This post is the unedited version of ‘The pursuit of paradise’, the first article appearing in ‘Rooting For Nature’, my new monthly column for Deccan Herald. The published column is linked here.
When we dropped anchor on a small patch of parched earth over three-and-a-half years ago, we were unprepared for what was to unfold. It was the culmination of many years of questing for paradise and the quenching of a visceral longing to return to the farming ways of my ancestors from the mountainous Western Ghats.
Our two boys were growing up in a heartbeat, and I couldn’t imagine raising them without the adventure of a childhood soaked in nature.
At the start of our search, I had a clear picture in my mind, of the proverbial paradise — a blissful wonderland enrobed in lofty trees with moss-clad limbs, by a gurgling perennial stream somewhere in a misty mountain, and away from human habitation.
Our wild goose chase over the years had led us to many prospective wonderlands. That dreamy mountain perch with fern and orchid-laced trees either lacked clear access or was mired in legal tangles. The stunning view was inevitably offset by inadequate paperwork. The fairyland hemmed-in by a bubbling brook would cost us not just an arm and a leg, but our kidneys and livers too!
With all leads running dry, we had just about given up on paradise when an unlikely prospect turned up serendipitously with the said parched earth for sale, somewhere in the dusty and populous plains of Mysuru district. There was no bubbling brook, the only standing trees on the land were the ten fully-grown tamarind trees and a beautiful, ancient Shami tree (now succumbed to old age). The distant Chamundi Betta was the closest we’d get to any mountain.
The endless and exhausting weekend pursuit of our elusive paradise had sobered us to the bleak realities of purchasing agricultural land. If you will excuse the cliché, this arid land in the plains, though bereft of bewitching beauty, was everything we never knew we needed.
It had the best access and location, situated as it was between two villages, so labour was available, even if at astronomical wage rates.

Parts of the exercise:
• a. According to the essay on searching for farmland, why was labor available on the parched plot in Mysuru district?
• b. Extend the essay about searching for farmland, picking up right after its last sentence.

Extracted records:

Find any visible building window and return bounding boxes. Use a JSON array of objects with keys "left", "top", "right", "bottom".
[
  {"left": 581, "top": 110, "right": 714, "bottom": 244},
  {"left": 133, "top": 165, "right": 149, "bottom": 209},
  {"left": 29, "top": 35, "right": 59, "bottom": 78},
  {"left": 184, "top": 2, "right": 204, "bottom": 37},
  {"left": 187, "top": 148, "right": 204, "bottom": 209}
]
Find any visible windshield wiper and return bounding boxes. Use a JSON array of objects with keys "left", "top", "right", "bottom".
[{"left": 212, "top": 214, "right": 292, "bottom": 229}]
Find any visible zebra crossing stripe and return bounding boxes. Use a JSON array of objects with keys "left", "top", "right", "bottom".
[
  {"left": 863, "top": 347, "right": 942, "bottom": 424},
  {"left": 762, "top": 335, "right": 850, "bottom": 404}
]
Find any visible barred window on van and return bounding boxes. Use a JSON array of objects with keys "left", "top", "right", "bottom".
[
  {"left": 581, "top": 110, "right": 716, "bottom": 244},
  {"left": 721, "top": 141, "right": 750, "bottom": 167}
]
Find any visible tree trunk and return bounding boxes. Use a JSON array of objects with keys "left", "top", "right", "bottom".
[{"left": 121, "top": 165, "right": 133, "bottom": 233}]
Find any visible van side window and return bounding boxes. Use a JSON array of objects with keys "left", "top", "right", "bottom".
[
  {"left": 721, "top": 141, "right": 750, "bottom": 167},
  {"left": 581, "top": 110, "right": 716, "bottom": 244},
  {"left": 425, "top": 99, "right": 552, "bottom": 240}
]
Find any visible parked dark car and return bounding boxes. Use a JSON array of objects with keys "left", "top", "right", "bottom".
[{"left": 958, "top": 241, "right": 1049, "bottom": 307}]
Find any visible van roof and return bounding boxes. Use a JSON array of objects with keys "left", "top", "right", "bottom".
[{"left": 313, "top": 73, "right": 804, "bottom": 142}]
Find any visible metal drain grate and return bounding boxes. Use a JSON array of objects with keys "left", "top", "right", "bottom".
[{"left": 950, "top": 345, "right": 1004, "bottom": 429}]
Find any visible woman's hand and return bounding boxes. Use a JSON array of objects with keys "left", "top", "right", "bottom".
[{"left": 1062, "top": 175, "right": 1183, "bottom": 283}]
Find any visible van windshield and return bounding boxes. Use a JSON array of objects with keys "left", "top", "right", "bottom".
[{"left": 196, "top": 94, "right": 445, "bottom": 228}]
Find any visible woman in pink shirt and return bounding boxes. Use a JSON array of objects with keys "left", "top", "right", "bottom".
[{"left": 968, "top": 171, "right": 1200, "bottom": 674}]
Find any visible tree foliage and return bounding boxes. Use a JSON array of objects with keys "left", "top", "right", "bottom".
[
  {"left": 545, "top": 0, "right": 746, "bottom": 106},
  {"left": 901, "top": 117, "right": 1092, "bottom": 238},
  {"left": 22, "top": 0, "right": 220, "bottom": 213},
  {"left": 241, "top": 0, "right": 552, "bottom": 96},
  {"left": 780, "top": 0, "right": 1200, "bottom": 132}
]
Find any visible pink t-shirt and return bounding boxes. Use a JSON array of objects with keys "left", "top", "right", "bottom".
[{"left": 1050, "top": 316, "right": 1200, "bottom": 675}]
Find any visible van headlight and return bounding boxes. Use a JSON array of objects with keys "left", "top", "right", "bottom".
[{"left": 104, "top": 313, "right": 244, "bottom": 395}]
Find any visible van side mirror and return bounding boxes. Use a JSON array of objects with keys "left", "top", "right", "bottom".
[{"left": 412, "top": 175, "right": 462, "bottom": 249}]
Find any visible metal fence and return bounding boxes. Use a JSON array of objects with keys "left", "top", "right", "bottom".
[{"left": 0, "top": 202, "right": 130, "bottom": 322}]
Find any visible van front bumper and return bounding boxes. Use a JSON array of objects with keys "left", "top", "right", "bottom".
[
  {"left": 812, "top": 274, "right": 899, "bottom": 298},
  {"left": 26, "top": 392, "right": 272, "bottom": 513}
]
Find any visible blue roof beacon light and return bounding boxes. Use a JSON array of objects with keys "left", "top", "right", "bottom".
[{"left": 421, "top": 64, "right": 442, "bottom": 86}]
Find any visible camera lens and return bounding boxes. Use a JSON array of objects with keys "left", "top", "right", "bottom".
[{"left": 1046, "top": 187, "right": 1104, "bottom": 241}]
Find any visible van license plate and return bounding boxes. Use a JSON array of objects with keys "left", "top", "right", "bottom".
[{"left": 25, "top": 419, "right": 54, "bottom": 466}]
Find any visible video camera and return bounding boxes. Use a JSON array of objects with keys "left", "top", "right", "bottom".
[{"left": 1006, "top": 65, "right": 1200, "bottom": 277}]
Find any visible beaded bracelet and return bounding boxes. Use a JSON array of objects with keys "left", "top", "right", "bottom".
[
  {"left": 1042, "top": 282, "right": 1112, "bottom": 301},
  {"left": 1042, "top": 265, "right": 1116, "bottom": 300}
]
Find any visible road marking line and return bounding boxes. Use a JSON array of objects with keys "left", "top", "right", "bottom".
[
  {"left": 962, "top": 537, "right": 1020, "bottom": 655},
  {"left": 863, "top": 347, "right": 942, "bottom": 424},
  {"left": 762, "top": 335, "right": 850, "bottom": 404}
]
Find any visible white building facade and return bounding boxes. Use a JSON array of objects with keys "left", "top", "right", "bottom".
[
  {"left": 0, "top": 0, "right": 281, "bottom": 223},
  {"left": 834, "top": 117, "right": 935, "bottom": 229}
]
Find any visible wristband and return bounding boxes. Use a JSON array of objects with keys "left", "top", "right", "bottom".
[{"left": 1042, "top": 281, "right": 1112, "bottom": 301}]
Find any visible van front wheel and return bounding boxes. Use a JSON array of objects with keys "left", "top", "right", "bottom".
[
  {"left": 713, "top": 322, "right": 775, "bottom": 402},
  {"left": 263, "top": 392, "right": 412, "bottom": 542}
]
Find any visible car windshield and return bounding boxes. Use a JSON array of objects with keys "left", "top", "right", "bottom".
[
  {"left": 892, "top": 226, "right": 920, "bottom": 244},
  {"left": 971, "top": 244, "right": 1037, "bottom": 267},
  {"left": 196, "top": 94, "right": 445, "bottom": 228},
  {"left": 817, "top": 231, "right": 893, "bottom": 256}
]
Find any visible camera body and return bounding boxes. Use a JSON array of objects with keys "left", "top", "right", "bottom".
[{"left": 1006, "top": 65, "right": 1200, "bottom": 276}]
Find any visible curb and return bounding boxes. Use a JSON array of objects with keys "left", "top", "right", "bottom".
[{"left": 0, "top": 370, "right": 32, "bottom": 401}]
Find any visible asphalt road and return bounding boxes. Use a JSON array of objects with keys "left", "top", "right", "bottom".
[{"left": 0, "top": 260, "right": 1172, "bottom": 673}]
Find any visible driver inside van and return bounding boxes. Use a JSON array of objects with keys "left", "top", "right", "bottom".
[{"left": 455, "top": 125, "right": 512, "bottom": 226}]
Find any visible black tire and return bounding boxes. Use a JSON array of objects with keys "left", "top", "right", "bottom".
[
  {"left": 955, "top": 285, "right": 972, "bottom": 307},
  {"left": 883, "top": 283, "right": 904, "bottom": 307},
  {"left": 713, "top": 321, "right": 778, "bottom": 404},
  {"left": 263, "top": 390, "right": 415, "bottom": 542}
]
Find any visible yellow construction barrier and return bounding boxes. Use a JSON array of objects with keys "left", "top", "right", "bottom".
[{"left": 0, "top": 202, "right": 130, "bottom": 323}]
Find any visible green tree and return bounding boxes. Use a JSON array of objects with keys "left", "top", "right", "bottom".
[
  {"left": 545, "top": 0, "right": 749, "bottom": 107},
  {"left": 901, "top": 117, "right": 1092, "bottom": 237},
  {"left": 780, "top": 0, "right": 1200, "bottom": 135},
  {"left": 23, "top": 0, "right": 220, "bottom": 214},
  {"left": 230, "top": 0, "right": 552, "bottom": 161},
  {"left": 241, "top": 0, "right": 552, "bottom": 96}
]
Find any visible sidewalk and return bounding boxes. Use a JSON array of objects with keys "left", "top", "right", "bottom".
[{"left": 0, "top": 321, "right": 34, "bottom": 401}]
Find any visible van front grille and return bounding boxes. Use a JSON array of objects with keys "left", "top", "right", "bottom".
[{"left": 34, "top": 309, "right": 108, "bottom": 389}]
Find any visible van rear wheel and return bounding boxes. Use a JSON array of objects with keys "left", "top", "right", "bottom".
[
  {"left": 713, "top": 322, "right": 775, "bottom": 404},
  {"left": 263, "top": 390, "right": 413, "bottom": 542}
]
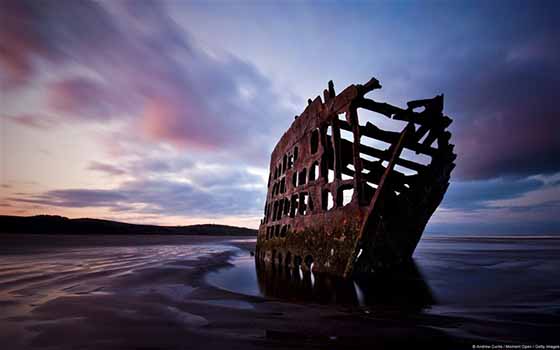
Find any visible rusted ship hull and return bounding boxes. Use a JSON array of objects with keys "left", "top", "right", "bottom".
[{"left": 256, "top": 79, "right": 456, "bottom": 277}]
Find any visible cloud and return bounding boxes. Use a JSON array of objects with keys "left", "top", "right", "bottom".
[
  {"left": 441, "top": 178, "right": 544, "bottom": 210},
  {"left": 0, "top": 114, "right": 58, "bottom": 129},
  {"left": 88, "top": 162, "right": 127, "bottom": 176},
  {"left": 12, "top": 179, "right": 264, "bottom": 217},
  {"left": 0, "top": 1, "right": 293, "bottom": 161}
]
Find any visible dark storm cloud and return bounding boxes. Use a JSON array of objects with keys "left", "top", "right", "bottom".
[
  {"left": 441, "top": 178, "right": 545, "bottom": 210},
  {"left": 414, "top": 1, "right": 560, "bottom": 179}
]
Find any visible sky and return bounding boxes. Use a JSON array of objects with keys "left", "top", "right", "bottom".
[{"left": 0, "top": 0, "right": 560, "bottom": 235}]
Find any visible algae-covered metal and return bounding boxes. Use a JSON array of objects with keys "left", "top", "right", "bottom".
[{"left": 256, "top": 78, "right": 456, "bottom": 277}]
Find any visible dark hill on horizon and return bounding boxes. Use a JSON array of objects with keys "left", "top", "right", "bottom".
[{"left": 0, "top": 215, "right": 257, "bottom": 236}]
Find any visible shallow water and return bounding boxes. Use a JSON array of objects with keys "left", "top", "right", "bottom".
[
  {"left": 0, "top": 239, "right": 239, "bottom": 316},
  {"left": 207, "top": 236, "right": 560, "bottom": 332},
  {"left": 0, "top": 235, "right": 560, "bottom": 349}
]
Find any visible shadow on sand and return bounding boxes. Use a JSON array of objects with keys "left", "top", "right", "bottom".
[{"left": 256, "top": 261, "right": 435, "bottom": 311}]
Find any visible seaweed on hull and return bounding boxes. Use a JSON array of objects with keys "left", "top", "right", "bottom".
[{"left": 255, "top": 78, "right": 456, "bottom": 277}]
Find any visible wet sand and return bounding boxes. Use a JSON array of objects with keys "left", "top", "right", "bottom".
[{"left": 0, "top": 235, "right": 560, "bottom": 349}]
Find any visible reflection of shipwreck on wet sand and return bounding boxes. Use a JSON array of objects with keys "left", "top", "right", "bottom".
[{"left": 256, "top": 78, "right": 456, "bottom": 277}]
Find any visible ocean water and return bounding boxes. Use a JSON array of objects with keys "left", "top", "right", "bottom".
[{"left": 207, "top": 236, "right": 560, "bottom": 343}]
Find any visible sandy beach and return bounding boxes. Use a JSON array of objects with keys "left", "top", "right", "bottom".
[{"left": 0, "top": 235, "right": 560, "bottom": 349}]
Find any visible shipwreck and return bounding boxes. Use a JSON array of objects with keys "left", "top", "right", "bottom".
[{"left": 255, "top": 78, "right": 456, "bottom": 277}]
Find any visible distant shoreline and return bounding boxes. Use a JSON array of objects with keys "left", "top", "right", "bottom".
[{"left": 0, "top": 215, "right": 257, "bottom": 236}]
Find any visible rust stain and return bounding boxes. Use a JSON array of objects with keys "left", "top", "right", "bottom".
[{"left": 255, "top": 78, "right": 456, "bottom": 277}]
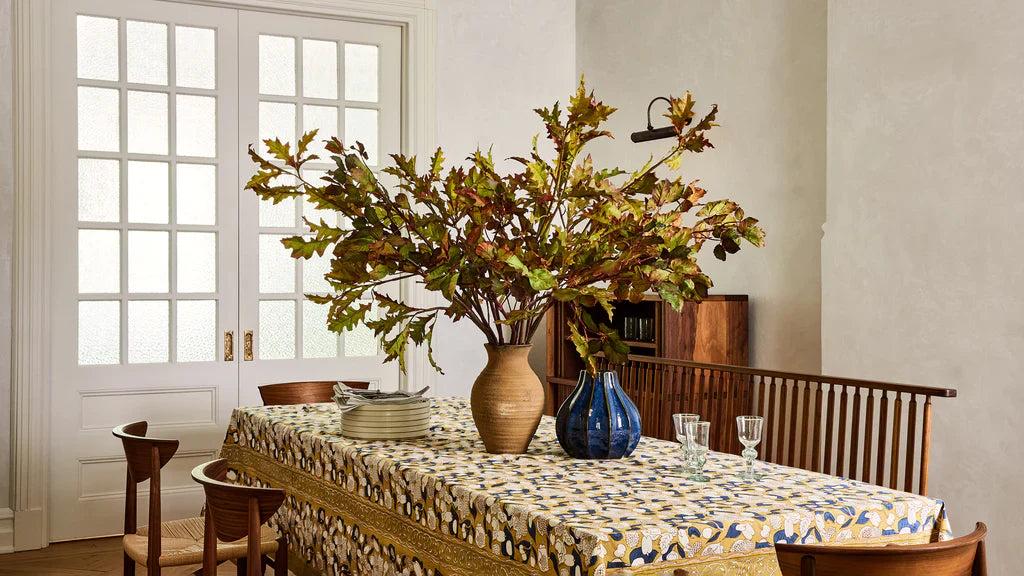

Responses per task:
• a. Labor was available because the land sat between two villages. The wage rates, however, were described as astronomical.

• b.
The papers were in order and the land was ‘vaasthu-compliant’ as our seller gloated, and government roads flanked its northern and eastern boundaries. As for the bubbling brook, we settled for the 2-inch water gushing out in a sparkling white foamy jet from the 500 feet deep borewell. And the water was sweet to boot! Sweeter than the tap water that passed-off for potable water in Bengaluru.
Nanjangud town was a 10-minute drive away and as we’d discover later, boasted of supermarkets and pharmacies better-stocked than an average Bengaluru supermarket or pharmacy. The assortment of quaint little stores along Devasthanada Beedhi, the broad cemented temple street leading to the famed 11th century Nanjundeshwara temple, stocked wares that had all but disappeared from the shelves of big city stores.
There were more important considerations that sweetened our deal – the land was ready to move in. An unpretentious tiny white cottage stood in the centre of the rectangle with a little fruit orchard planted to one side. Saplings of coconut, mango and moringa were planted in neat columns, watered by a full-fledged drip irrigation system.
A solar fence secured the boundary and a local caretaker with the know-how to operate the irrigation pump and the drip irrigation valves would keep an eye on the place while we slaved at our city lives in between visits.
There were benches of slatestone on cement blocks in the shade of some of the trees, holding out the promise of a perfect setting to soak-in ethereal sun rises and fiery sunsets each day.
We were in the land of giant banyans with three large trees of the species standing guard over our rectangle in three directions. Among others, neem and sandalwood trees appeared to be mother earth’s favourite offspring in these parts, as we would soon learn.
We eventually gave the rectangle a name, Navilu Kaadu – the forest of peacocks, after the many peafowl that roamed the land and peppered our days with their haunting peeooww, peeooww calls.
There was something else that came with the land, which we dispensed with in a jiffy – a can of Roundup, also called Glyphosate, the carcinogenic weedicide used extensively by Indian farmers.
Lethal chemicals no longer had a place in Navilu Kaadu, determined as we were to restore the land that was until then poisoned with toxic chemical pesticides and weedicides, and make it a safehouse for any critter that sought refuge.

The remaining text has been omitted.